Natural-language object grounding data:
####
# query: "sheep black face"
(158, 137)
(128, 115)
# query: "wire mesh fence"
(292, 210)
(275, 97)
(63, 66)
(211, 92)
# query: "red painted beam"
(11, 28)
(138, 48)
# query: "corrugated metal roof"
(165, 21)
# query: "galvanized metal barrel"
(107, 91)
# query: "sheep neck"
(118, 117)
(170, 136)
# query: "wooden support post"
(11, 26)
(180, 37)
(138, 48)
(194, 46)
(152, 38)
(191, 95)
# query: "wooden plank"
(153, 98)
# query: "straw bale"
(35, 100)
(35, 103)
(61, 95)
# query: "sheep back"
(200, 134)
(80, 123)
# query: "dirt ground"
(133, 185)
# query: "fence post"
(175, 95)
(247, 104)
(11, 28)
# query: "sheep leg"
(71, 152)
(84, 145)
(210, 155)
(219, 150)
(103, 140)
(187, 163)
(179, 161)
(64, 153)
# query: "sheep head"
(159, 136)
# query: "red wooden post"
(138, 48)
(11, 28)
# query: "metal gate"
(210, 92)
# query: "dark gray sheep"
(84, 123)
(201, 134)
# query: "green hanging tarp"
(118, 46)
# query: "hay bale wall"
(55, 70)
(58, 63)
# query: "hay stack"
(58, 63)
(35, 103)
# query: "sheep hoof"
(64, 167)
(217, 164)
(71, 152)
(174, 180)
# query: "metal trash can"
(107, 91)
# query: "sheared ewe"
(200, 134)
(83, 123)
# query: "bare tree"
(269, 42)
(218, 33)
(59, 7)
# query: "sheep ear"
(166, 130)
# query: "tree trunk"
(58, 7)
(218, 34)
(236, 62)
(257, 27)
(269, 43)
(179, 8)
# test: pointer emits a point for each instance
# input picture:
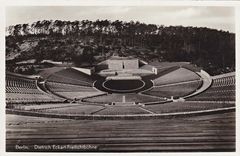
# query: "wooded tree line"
(209, 48)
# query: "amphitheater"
(129, 105)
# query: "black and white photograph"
(140, 78)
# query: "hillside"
(86, 41)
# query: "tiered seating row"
(20, 90)
(61, 87)
(72, 91)
(71, 76)
(122, 110)
(215, 132)
(175, 90)
(186, 106)
(176, 76)
(109, 98)
(19, 82)
(222, 89)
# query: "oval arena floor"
(68, 112)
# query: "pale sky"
(211, 17)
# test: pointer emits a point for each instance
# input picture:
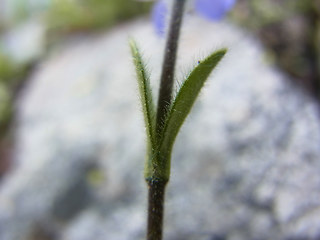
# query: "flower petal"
(159, 13)
(214, 9)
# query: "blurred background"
(32, 30)
(29, 29)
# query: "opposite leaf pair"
(160, 144)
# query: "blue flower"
(210, 9)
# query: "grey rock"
(245, 165)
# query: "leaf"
(185, 99)
(147, 103)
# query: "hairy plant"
(164, 121)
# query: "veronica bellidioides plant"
(163, 121)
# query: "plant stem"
(155, 209)
(157, 186)
(167, 76)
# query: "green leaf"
(184, 101)
(147, 103)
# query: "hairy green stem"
(167, 76)
(157, 186)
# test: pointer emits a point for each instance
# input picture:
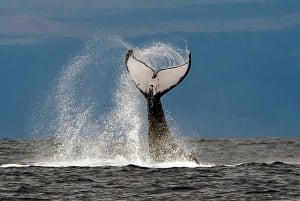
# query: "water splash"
(94, 112)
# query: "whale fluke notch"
(154, 85)
(162, 81)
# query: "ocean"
(88, 141)
(230, 169)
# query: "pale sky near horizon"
(244, 80)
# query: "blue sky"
(246, 58)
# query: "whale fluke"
(153, 86)
(161, 81)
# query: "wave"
(123, 162)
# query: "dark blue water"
(232, 169)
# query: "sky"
(244, 80)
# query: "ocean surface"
(230, 169)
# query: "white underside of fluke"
(145, 78)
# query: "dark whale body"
(153, 85)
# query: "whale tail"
(154, 83)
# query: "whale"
(153, 85)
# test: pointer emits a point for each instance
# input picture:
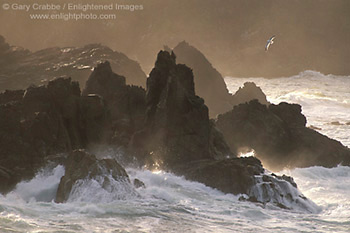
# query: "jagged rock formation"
(249, 92)
(42, 121)
(279, 137)
(177, 134)
(126, 104)
(210, 85)
(20, 68)
(81, 166)
(179, 137)
(177, 126)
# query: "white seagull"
(269, 42)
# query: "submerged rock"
(81, 166)
(279, 136)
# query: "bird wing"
(269, 42)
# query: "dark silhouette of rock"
(179, 137)
(126, 104)
(20, 68)
(279, 137)
(139, 184)
(44, 120)
(81, 165)
(236, 175)
(177, 126)
(209, 84)
(249, 92)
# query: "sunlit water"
(172, 204)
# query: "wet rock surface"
(81, 165)
(279, 136)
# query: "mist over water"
(325, 99)
(172, 204)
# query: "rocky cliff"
(20, 68)
(42, 121)
(210, 85)
(177, 126)
(279, 136)
(126, 104)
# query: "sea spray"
(42, 187)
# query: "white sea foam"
(172, 204)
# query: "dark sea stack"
(235, 175)
(279, 136)
(21, 68)
(249, 92)
(43, 121)
(81, 165)
(126, 104)
(177, 126)
(209, 83)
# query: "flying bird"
(269, 42)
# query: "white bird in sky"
(269, 42)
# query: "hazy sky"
(310, 34)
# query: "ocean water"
(172, 204)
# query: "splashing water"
(172, 204)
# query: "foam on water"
(168, 204)
(172, 204)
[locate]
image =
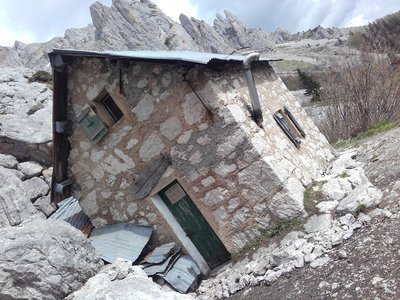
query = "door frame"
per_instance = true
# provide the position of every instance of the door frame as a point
(180, 234)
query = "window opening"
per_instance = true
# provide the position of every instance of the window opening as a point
(294, 121)
(112, 108)
(92, 125)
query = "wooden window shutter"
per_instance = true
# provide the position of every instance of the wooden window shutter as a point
(92, 125)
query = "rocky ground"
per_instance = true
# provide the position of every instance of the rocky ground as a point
(366, 265)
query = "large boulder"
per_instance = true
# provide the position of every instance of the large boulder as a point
(121, 280)
(15, 205)
(44, 259)
(25, 116)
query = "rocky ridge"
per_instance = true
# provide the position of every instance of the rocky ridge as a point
(343, 190)
(141, 25)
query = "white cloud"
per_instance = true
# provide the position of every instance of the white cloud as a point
(358, 20)
(174, 8)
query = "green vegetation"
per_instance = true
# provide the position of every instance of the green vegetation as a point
(382, 126)
(312, 196)
(377, 128)
(41, 76)
(288, 65)
(274, 230)
(383, 34)
(313, 88)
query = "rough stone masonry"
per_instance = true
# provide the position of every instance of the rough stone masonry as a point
(241, 177)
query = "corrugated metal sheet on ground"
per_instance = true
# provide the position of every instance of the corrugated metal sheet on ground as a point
(183, 274)
(186, 56)
(71, 212)
(123, 240)
(161, 253)
(163, 268)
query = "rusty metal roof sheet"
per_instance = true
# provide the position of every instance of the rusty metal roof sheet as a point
(183, 274)
(123, 240)
(71, 212)
(203, 58)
####
With all pictures omitted, repeat every record above word for word.

# query: "sheep black face"
(158, 137)
(128, 115)
# query: "wire mesh fence"
(292, 210)
(275, 97)
(63, 66)
(211, 92)
# query: "red painted beam"
(11, 28)
(138, 48)
# query: "corrugated metal roof"
(165, 21)
# query: "galvanized metal barrel"
(107, 91)
# query: "sheep neck"
(118, 117)
(170, 136)
# query: "wooden support post"
(11, 26)
(180, 37)
(138, 48)
(194, 46)
(152, 38)
(191, 95)
# query: "wooden plank"
(153, 98)
# query: "straw bale"
(35, 100)
(35, 103)
(61, 95)
# query: "sheep back"
(200, 134)
(80, 123)
# query: "dirt ground"
(133, 185)
# query: "fence post"
(175, 95)
(247, 104)
(11, 28)
# query: "sheep leg"
(71, 152)
(84, 145)
(210, 155)
(219, 150)
(103, 140)
(187, 163)
(179, 161)
(64, 153)
# query: "sheep head"
(159, 136)
# query: "red wooden post"
(138, 48)
(11, 28)
# query: "metal gate"
(210, 92)
# query: "dark gray sheep"
(84, 123)
(201, 134)
# query: "green hanging tarp"
(118, 46)
# query: "hay bale wall"
(55, 70)
(58, 63)
# query: "hay stack"
(58, 63)
(35, 103)
# query: "sheep hoof"
(64, 167)
(217, 164)
(71, 152)
(174, 180)
# query: "metal trash can"
(107, 91)
# query: "sheared ewe"
(200, 134)
(83, 123)
# query: "bare tree"
(269, 42)
(218, 33)
(59, 7)
# query: "sheep ear"
(166, 130)
# query: "tree trunk"
(58, 7)
(218, 34)
(236, 62)
(257, 27)
(269, 43)
(179, 8)
# test: pointer emits a point for each instance
# input picture:
# query: "wooded tree line"
(209, 48)
# query: "amphitheater"
(129, 105)
# query: "black and white photograph"
(140, 78)
# query: "hillside"
(86, 41)
# query: "tiered seating row"
(20, 90)
(61, 87)
(72, 91)
(71, 76)
(122, 110)
(215, 132)
(175, 90)
(186, 106)
(176, 76)
(109, 98)
(19, 82)
(222, 89)
# query: "oval arena floor"
(68, 112)
# query: "pale sky"
(211, 17)
# test: pointer emits a point for each instance
# input picture:
# query: "flower petal"
(159, 13)
(214, 9)
# query: "blurred background"
(32, 30)
(29, 29)
# query: "opposite leaf pair"
(160, 144)
# query: "blue flower"
(210, 9)
# query: "grey rock"
(245, 165)
# query: "leaf"
(185, 99)
(147, 103)
# query: "hairy plant"
(164, 121)
# query: "veronica bellidioides plant"
(163, 121)
# query: "plant stem"
(155, 209)
(157, 186)
(167, 76)
# query: "green leaf"
(184, 101)
(147, 103)
# query: "hairy green stem"
(167, 76)
(157, 186)
# test: pointer emits a point for each instance
# input picture:
# query: "water splash"
(94, 112)
# query: "whale fluke notch"
(154, 85)
(162, 81)
# query: "ocean"
(88, 141)
(230, 169)
# query: "pale sky near horizon"
(244, 80)
# query: "blue sky"
(246, 58)
# query: "whale fluke"
(153, 86)
(161, 81)
# query: "wave"
(123, 162)
# query: "dark blue water"
(232, 169)
# query: "sky"
(244, 80)
# query: "ocean surface"
(230, 169)
# query: "white underside of fluke"
(145, 78)
# query: "dark whale body"
(153, 85)
# query: "whale tail"
(154, 83)
# query: "whale"
(153, 85)
# test: pointer emits a point for each instance
# input picture:
# query: "jagged rock formation"
(249, 92)
(42, 121)
(279, 137)
(177, 134)
(126, 104)
(210, 85)
(20, 68)
(81, 166)
(179, 137)
(177, 126)
# query: "white seagull"
(269, 42)
# query: "submerged rock"
(81, 166)
(279, 136)
# query: "bird wing"
(269, 42)
# query: "dark silhouette of rock"
(179, 137)
(126, 104)
(20, 68)
(279, 137)
(139, 184)
(44, 120)
(81, 165)
(236, 175)
(177, 126)
(209, 84)
(249, 92)
# query: "sunlit water"
(172, 204)
# query: "wet rock surface"
(81, 165)
(279, 136)
# query: "mist over water"
(325, 99)
(172, 204)
# query: "rocky cliff"
(20, 68)
(42, 121)
(210, 85)
(177, 126)
(279, 136)
(126, 104)
# query: "sea spray"
(42, 187)
# query: "white sea foam"
(172, 204)
# query: "dark sea stack"
(235, 175)
(279, 136)
(21, 68)
(249, 92)
(43, 121)
(81, 165)
(126, 104)
(177, 126)
(209, 83)
# query: "flying bird"
(269, 42)
# query: "white bird in sky"
(269, 42)
# query: "hazy sky"
(310, 34)
# query: "ocean water"
(172, 204)
# query: "splashing water"
(172, 204)
# query: "foam on water"
(168, 204)
(172, 204)
[locate]
image =
query = "door frame"
per_instance = true
# provide the position of every instance of the door frame as a point
(180, 234)
query = "window opening"
per_instance = true
# provide the position of every instance of the window opening as a point
(294, 121)
(112, 108)
(92, 125)
query = "wooden window shutter"
per_instance = true
# provide the position of every instance of the wooden window shutter as a point
(92, 125)
query = "rocky ground"
per_instance = true
# provide the position of every instance of the rocky ground as a point
(366, 265)
query = "large boulder"
per_instance = true
# provide the position of every instance of the large boulder as a point
(121, 280)
(15, 205)
(44, 259)
(25, 116)
query = "rocky ridge"
per_instance = true
# provide the position of every instance of the rocky ridge as a point
(343, 190)
(141, 25)
query = "white cloud"
per_instance = true
# provide the position of every instance of the white cloud as a point
(358, 20)
(174, 8)
query = "green vegetation"
per_instance = true
# provide the position of every instance of the green vegetation as a point
(382, 126)
(312, 196)
(377, 128)
(41, 76)
(288, 65)
(274, 230)
(383, 34)
(313, 88)
query = "rough stone masonry"
per_instance = true
# provide the position of every instance of the rough stone masonry as a point
(241, 177)
query = "corrugated metal sheet on ground"
per_instance = true
# provide the position of every instance of the corrugated metal sheet on ground as a point
(183, 274)
(186, 56)
(71, 212)
(123, 240)
(161, 253)
(163, 268)
query = "rusty metal roof sheet"
per_instance = true
# provide the position of every instance of the rusty metal roof sheet as a point
(183, 274)
(123, 240)
(71, 212)
(203, 58)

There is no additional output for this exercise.